*** Opening of Supplied information ***

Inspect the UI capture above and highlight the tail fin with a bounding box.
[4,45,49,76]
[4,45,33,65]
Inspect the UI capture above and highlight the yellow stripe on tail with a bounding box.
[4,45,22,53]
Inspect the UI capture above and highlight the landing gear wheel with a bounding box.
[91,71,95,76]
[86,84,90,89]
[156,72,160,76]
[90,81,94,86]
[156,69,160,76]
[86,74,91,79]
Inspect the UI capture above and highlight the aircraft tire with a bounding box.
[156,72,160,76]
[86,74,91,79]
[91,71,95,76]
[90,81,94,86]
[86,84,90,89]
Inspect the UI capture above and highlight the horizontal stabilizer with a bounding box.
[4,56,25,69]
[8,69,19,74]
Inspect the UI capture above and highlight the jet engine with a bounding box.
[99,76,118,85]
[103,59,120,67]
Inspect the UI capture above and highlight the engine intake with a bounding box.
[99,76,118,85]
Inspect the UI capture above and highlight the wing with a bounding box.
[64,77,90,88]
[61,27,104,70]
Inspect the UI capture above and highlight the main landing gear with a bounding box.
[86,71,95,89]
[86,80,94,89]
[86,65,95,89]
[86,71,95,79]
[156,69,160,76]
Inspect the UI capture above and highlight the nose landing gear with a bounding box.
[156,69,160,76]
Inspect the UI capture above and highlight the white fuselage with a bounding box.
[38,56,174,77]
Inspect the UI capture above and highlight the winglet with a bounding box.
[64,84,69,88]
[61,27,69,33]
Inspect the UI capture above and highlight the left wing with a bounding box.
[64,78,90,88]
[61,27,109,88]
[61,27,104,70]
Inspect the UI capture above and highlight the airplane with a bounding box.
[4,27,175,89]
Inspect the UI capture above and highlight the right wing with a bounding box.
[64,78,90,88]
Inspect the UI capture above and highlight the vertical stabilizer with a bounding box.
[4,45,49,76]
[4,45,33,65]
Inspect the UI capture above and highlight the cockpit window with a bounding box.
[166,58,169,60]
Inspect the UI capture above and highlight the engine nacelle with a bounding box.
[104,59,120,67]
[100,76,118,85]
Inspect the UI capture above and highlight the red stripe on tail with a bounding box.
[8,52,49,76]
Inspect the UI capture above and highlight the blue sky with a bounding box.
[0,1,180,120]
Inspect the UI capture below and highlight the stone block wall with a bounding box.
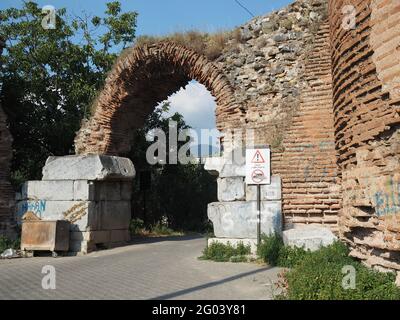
[329,0,400,271]
[205,153,282,252]
[16,155,135,254]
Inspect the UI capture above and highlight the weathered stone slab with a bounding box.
[19,181,74,201]
[73,180,95,201]
[208,238,258,254]
[246,176,282,201]
[204,157,224,176]
[69,240,96,254]
[282,225,337,251]
[110,229,130,243]
[16,199,131,232]
[208,201,282,239]
[121,182,133,200]
[70,230,112,244]
[217,177,245,201]
[95,201,131,230]
[204,149,246,178]
[15,200,95,231]
[219,163,246,178]
[42,155,135,181]
[74,180,129,201]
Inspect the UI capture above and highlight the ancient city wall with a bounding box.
[271,23,341,232]
[329,0,400,270]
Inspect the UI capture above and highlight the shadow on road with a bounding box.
[150,266,273,300]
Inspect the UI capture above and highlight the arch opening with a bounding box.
[75,42,240,156]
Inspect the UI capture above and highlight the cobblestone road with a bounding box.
[0,235,280,300]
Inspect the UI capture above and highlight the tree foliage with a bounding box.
[0,1,137,183]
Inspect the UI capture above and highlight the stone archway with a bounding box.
[75,42,241,156]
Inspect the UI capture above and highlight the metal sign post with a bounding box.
[245,146,271,247]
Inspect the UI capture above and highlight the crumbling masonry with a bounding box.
[1,0,400,270]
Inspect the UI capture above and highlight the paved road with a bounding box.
[0,235,280,300]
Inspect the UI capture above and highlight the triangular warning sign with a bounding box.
[251,150,265,163]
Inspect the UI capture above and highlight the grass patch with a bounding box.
[200,241,251,262]
[257,234,400,300]
[129,218,183,238]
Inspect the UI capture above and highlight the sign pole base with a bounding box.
[257,184,261,247]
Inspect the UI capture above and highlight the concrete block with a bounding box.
[20,181,74,201]
[246,176,282,201]
[217,177,245,201]
[283,225,337,251]
[208,238,257,254]
[42,155,135,181]
[208,201,282,239]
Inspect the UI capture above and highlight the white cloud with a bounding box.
[162,80,217,130]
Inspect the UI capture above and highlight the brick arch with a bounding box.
[75,42,241,155]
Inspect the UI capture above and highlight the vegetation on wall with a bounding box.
[135,28,244,61]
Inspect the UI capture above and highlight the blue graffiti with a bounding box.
[374,181,400,216]
[18,200,46,217]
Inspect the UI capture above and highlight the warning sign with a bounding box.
[251,150,265,164]
[246,147,271,185]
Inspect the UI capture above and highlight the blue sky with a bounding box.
[0,0,293,36]
[0,0,293,135]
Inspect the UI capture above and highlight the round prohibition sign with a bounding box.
[251,169,265,183]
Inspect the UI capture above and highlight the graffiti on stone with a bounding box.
[373,178,400,217]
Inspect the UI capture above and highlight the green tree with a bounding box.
[0,1,137,184]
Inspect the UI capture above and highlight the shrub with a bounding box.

*** Close of Supplied information ***

#### Description of the task:
Once more, please print the whole listing exactly, omitting each image.

#### Response below:
Inspect the UI capture above and highlight the tail fin with a bounding box.
[4,45,49,76]
[4,45,33,65]
Inspect the UI capture above and highlight the yellow stripe on tail with a bounding box.
[4,45,22,53]
Inspect the UI capture above and highlight the landing gear wheel with a bounding box.
[91,71,95,76]
[86,84,90,89]
[156,72,160,76]
[90,81,94,86]
[156,69,160,76]
[86,74,91,79]
Inspect the UI capture above and highlight the aircraft tire with a bounding box.
[156,72,160,76]
[86,74,91,79]
[91,71,95,76]
[90,81,94,86]
[86,84,90,89]
Inspect the UI capture above and highlight the horizontal stabilizer with a bounding box.
[4,56,25,69]
[8,69,19,74]
Inspect the UI capture above and highlight the jet engine with a bounding box.
[99,76,118,85]
[103,59,120,67]
Inspect the UI capture above and highlight the engine intake with a bounding box.
[99,76,118,85]
Inspect the UI capture above and highlight the wing with a bounding box.
[64,77,90,88]
[61,27,104,70]
Inspect the UI capture above and highlight the main landing gear with a bounding box.
[86,71,95,89]
[86,80,94,89]
[86,65,95,89]
[86,71,95,79]
[156,69,160,76]
Inspect the UI capture above and highlight the nose landing gear with a bounding box.
[156,69,160,76]
Inspect the UI capture above and highlight the white fuselage with a bounding box.
[38,56,174,77]
Inspect the UI capture above and highlight the winglet with a bounding box.
[64,84,69,88]
[61,27,69,33]
Inspect the UI capture above and highlight the left wing with a bounding box.
[64,78,90,88]
[61,27,109,88]
[61,27,104,70]
Inspect the UI capture above and highlight the airplane with a bounding box.
[4,27,175,89]
Inspect the UI capture above and highlight the right wing with a bounding box.
[64,78,90,88]
Inspect the UI capture above and highlight the vertical stabilizer with a bounding box.
[4,45,49,76]
[4,45,33,65]
Inspect the UI capture above and highlight the cockpit window with a bounding box.
[166,58,169,60]
Inspect the UI capture above and highlight the engine nacelle with a bounding box.
[104,59,120,67]
[100,76,118,85]
Inspect the UI capture above and highlight the red stripe on tail with a bounding box.
[8,52,49,76]
Inspect the UI capture above and highlight the blue sky with a bounding box.
[0,1,180,120]
Inspect the UI capture below and highlight the stone block wall with a bounding box.
[329,0,400,271]
[205,153,282,252]
[16,155,135,254]
Inspect the UI capture above and highlight the weathered stone slab with a bounding box.
[19,181,74,201]
[73,180,95,201]
[208,238,258,254]
[246,176,282,201]
[204,157,224,176]
[69,240,96,254]
[282,225,337,251]
[110,229,130,243]
[16,199,131,232]
[208,201,282,239]
[121,182,133,200]
[70,230,112,244]
[217,177,245,201]
[95,201,131,230]
[204,149,246,178]
[15,200,95,231]
[219,163,246,178]
[42,155,135,181]
[74,180,129,201]
Inspect the UI capture above and highlight the ancient city wall with a bounding box.
[271,23,341,232]
[329,0,400,270]
Inspect the UI capture above and highlight the shadow on road with a bounding box.
[150,266,273,300]
Inspect the UI capture above and highlight the arch opening with a bounding box.
[75,42,240,156]
Inspect the UI capture above and highlight the cobblestone road with a bounding box.
[0,235,280,300]
Inspect the UI capture above and highlight the tree foliage with a bounding box.
[0,1,137,183]
Inspect the UI capture above and highlight the stone archway with a bounding box.
[75,42,241,156]
Inspect the UI capture above and highlight the metal sign post with a bounding box.
[245,146,271,247]
Inspect the UI capture above and highlight the crumbling masonry with a bounding box.
[1,0,400,270]
Inspect the UI capture above and highlight the paved road with a bounding box.
[0,235,280,300]
Inspect the UI capture above and highlight the triangular warning sign with a bounding box.
[251,150,265,163]
Inspect the UI capture above and highlight the grass patch with a bounding box.
[200,241,251,262]
[257,234,400,300]
[129,218,183,238]
Inspect the UI capture above and highlight the sign pole base with a bounding box.
[257,184,261,247]
Inspect the UI capture above and highlight the concrete block with a bounding box.
[20,181,74,201]
[246,176,282,201]
[217,177,245,201]
[283,225,337,251]
[208,238,257,254]
[42,155,135,181]
[208,201,282,239]
Inspect the UI capture above and highlight the white cloud with a bounding box.
[162,80,217,130]
Inspect the UI capture above and highlight the brick arch with a bounding box.
[75,42,241,155]
Inspect the UI capture above and highlight the vegetation on wall with a bounding box.
[135,28,244,61]
Inspect the UI capture above and highlight the blue graffiti with a bounding box.
[374,181,400,216]
[18,200,46,217]
Inspect the UI capture above and highlight the warning sign with a bounding box.
[251,150,265,164]
[246,147,271,185]
Inspect the UI capture above and highlight the blue sky with a bounding box.
[0,0,293,36]
[0,0,293,135]
Inspect the UI capture above and highlight the round prohibition sign with a bounding box.
[251,169,265,183]
Inspect the UI capture above and highlight the graffiti on stone with a bounding box.
[373,178,400,217]
Inspect the UI capture above and highlight the green tree with a bounding box.
[0,1,137,184]
Inspect the UI capture above and highlight the shrub with a bounding box.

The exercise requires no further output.